## Exercise requirements
Gather each line in the rows below that contains the string "moss", copying every such line in full.
>> begin
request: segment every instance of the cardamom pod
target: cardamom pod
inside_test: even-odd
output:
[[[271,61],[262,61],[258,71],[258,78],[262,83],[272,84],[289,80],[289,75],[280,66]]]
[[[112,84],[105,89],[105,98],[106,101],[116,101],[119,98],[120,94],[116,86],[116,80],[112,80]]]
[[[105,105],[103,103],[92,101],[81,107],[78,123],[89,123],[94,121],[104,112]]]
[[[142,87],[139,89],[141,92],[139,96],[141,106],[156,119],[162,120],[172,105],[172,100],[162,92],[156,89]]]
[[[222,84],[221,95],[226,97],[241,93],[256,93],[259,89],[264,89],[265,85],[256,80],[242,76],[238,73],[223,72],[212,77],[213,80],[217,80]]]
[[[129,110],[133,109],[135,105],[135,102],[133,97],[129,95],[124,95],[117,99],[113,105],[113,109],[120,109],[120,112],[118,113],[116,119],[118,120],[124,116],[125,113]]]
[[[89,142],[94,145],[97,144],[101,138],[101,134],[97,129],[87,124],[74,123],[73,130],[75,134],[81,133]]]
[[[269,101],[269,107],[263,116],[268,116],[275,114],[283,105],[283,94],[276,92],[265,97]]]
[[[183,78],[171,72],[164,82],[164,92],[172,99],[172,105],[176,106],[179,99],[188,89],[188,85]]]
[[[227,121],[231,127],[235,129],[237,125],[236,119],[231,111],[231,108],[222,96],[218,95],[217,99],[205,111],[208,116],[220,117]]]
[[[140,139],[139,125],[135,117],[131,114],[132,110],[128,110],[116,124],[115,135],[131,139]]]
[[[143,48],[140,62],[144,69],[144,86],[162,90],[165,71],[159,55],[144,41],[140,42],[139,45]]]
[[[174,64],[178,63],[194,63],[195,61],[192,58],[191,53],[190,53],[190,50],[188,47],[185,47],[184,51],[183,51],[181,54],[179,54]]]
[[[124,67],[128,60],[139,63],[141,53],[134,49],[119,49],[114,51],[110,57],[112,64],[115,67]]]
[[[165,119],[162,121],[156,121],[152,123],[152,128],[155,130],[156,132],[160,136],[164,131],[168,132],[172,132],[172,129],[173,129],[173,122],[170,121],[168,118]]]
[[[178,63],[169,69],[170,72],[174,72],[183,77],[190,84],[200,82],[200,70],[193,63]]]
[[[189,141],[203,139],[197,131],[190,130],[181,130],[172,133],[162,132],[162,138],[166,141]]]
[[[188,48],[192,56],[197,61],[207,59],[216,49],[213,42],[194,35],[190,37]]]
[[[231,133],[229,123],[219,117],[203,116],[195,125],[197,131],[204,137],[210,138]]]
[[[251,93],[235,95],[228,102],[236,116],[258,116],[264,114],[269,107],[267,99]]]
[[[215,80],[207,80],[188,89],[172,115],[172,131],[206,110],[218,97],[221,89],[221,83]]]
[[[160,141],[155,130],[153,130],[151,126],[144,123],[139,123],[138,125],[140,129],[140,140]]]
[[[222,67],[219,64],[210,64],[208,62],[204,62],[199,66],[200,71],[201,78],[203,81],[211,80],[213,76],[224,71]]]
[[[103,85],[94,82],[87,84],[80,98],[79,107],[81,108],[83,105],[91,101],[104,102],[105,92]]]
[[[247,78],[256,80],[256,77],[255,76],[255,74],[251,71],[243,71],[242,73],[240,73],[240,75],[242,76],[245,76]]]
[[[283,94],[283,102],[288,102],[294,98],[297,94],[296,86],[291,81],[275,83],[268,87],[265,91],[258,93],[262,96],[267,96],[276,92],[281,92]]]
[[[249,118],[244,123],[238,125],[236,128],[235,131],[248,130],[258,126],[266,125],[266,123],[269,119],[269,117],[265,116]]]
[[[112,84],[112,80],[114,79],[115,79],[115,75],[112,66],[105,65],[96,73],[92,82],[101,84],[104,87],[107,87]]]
>> end
>> begin
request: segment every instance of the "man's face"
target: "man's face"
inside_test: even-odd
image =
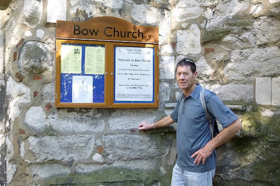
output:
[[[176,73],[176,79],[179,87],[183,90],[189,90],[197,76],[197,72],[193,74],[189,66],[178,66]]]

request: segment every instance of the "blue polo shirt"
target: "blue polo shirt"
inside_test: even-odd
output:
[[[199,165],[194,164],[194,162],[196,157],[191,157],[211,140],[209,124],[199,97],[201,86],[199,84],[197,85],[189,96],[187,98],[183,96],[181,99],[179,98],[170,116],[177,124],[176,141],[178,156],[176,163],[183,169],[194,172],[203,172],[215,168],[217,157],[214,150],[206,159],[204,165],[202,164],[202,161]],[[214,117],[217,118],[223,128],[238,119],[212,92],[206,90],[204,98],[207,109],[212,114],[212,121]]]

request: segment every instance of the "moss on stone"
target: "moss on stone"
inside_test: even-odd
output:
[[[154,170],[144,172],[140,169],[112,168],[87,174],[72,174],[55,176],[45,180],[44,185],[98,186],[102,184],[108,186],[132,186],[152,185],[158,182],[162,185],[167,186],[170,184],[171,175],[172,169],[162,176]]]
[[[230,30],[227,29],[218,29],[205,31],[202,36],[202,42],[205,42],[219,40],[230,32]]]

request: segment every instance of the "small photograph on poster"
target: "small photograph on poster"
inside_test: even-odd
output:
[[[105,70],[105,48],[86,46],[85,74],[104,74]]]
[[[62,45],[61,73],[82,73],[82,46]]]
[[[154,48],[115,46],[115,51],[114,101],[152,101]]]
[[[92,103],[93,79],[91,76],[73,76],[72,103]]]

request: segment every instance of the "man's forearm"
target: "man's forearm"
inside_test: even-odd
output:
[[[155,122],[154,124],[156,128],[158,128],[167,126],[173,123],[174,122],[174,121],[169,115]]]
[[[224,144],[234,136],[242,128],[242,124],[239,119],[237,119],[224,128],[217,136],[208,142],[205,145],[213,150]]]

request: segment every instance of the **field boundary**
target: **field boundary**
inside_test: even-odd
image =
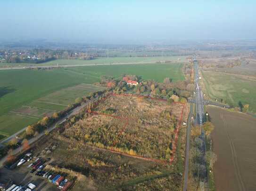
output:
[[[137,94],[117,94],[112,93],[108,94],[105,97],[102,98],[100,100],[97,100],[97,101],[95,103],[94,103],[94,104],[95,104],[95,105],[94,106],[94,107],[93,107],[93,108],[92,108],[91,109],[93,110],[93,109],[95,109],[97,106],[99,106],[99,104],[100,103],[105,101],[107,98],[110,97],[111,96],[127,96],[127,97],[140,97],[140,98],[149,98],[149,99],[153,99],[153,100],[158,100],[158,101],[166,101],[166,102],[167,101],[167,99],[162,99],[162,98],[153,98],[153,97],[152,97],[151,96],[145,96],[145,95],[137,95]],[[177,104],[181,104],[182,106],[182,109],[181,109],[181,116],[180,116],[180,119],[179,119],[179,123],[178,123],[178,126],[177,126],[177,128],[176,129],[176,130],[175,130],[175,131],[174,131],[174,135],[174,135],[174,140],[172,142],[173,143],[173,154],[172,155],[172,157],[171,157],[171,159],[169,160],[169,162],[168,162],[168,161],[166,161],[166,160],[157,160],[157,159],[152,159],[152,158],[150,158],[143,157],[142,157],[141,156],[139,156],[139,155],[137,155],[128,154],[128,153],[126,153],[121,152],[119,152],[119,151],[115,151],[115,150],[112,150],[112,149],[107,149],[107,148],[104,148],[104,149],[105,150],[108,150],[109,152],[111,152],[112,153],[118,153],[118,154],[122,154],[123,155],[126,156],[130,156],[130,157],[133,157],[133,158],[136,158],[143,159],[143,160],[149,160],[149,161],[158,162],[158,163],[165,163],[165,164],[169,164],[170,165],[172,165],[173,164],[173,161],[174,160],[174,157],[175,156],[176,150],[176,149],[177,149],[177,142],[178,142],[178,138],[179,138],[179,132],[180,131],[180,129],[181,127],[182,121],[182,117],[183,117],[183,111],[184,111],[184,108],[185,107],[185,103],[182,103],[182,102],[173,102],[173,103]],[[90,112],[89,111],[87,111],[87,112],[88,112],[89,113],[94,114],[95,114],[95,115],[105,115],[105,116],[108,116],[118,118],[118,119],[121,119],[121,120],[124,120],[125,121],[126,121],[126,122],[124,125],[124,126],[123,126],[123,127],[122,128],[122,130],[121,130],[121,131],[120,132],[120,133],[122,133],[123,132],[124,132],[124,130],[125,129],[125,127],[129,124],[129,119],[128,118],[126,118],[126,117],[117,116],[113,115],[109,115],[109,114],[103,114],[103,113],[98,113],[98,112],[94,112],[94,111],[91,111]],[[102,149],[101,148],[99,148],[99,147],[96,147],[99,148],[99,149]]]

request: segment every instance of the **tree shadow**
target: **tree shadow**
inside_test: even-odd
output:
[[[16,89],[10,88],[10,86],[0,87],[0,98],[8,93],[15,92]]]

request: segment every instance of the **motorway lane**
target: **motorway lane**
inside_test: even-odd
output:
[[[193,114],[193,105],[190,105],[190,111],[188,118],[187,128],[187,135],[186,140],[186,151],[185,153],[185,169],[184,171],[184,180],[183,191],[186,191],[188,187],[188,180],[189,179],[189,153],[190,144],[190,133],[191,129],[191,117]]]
>> end
>> begin
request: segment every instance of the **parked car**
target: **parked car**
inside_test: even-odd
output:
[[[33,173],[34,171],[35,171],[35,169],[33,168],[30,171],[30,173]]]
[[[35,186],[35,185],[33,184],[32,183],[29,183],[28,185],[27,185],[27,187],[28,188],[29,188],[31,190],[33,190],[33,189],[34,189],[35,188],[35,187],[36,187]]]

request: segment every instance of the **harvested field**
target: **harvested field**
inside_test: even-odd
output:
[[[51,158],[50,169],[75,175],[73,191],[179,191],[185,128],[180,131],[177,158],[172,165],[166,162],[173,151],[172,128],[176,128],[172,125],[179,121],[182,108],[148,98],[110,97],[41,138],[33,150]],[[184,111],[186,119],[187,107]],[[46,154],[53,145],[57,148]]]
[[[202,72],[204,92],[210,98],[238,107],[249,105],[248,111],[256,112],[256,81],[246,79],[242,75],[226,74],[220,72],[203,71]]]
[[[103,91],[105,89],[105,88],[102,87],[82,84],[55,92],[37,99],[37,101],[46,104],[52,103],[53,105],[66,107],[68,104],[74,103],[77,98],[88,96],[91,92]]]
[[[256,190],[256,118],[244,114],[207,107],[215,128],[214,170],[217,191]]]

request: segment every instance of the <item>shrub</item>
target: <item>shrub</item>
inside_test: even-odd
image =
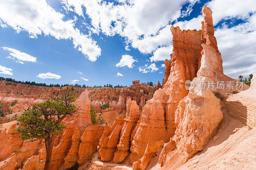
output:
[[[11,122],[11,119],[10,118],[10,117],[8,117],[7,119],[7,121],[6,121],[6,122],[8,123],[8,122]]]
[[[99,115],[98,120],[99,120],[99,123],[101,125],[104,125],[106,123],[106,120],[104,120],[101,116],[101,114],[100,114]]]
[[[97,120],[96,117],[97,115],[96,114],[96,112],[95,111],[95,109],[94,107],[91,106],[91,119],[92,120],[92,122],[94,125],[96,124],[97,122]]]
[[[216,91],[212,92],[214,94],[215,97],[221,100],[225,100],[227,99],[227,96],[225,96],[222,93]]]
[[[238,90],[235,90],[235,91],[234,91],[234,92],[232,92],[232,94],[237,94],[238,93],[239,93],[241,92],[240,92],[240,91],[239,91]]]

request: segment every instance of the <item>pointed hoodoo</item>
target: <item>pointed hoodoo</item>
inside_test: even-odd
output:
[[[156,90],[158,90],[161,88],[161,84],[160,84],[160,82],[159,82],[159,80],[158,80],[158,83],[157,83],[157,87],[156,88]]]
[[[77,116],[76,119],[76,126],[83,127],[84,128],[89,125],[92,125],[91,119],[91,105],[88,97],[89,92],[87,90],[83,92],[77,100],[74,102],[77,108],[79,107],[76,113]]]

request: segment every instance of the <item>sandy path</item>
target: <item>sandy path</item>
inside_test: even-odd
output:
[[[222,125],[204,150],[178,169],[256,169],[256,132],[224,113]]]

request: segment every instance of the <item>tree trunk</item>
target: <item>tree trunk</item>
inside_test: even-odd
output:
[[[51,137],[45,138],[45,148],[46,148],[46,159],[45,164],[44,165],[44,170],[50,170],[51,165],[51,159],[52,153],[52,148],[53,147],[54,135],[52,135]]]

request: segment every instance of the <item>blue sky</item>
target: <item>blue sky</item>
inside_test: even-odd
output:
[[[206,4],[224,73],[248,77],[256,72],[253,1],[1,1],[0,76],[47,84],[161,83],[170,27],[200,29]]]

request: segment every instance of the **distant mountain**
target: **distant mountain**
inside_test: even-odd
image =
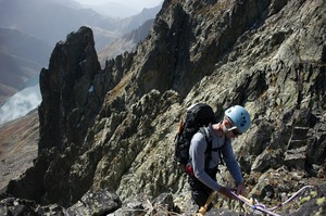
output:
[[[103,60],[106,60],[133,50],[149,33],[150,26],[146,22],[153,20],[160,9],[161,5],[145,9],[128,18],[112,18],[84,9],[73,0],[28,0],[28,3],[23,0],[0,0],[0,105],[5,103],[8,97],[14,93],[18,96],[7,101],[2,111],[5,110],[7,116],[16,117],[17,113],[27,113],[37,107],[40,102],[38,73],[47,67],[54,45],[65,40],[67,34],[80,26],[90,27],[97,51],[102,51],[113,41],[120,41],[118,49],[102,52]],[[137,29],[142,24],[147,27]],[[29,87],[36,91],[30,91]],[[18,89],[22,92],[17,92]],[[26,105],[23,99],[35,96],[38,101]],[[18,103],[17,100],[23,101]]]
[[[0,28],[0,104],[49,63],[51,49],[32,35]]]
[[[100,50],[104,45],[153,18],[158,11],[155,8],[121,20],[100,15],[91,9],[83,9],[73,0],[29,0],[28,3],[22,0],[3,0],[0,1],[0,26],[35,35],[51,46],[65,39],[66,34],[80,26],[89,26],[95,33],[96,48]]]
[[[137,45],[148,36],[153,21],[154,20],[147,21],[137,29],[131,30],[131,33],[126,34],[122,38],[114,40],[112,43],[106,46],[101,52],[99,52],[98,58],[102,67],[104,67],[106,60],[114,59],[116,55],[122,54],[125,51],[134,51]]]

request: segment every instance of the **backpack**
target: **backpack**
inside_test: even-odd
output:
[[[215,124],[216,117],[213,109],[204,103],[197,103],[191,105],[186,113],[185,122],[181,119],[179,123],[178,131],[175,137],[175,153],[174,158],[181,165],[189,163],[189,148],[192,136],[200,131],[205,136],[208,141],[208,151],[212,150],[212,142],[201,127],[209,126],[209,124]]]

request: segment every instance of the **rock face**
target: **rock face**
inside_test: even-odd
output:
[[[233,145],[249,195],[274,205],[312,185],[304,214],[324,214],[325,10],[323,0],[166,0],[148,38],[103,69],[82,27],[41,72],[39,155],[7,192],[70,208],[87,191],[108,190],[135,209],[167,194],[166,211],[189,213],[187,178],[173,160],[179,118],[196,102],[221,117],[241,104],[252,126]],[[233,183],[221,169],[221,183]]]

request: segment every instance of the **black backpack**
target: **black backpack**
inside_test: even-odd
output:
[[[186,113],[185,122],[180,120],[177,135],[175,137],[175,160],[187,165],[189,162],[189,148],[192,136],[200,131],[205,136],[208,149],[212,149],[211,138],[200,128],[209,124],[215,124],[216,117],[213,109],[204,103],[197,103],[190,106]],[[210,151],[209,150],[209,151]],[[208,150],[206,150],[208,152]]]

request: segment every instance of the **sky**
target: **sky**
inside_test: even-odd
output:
>> end
## The output
request: segment every instance of the "moss on stone"
target: "moss on stone"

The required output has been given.